**Records to use**
■ ■ ■
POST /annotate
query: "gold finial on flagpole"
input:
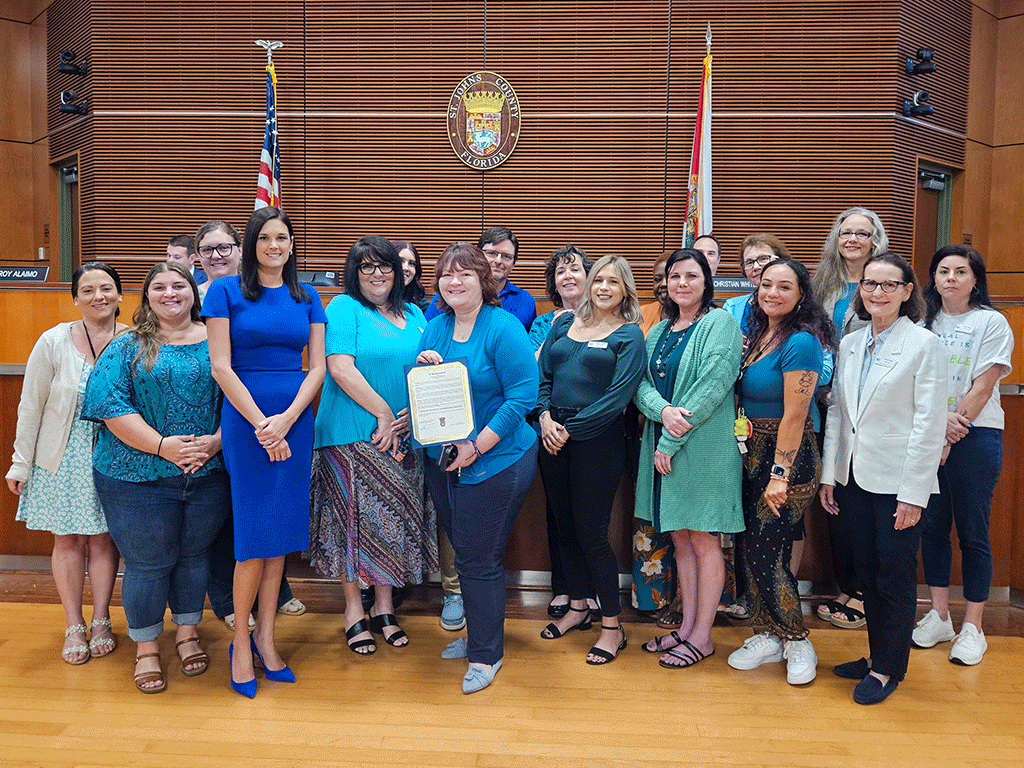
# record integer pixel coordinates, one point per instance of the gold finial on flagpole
(272, 45)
■ ■ ■
**Goal of the exercise**
Rescale the listing above by rewriting all its lines, requests included, with every point coordinate in the answers multiplied by 0.85 and rounded to a whole number, halves going up. Omit the pictures from your reply.

**Answer to the problem**
POST /annotate
query: "gold finial on flagpole"
input:
# record integer pixel coordinates, one point per instance of the gold finial on flagpole
(231, 38)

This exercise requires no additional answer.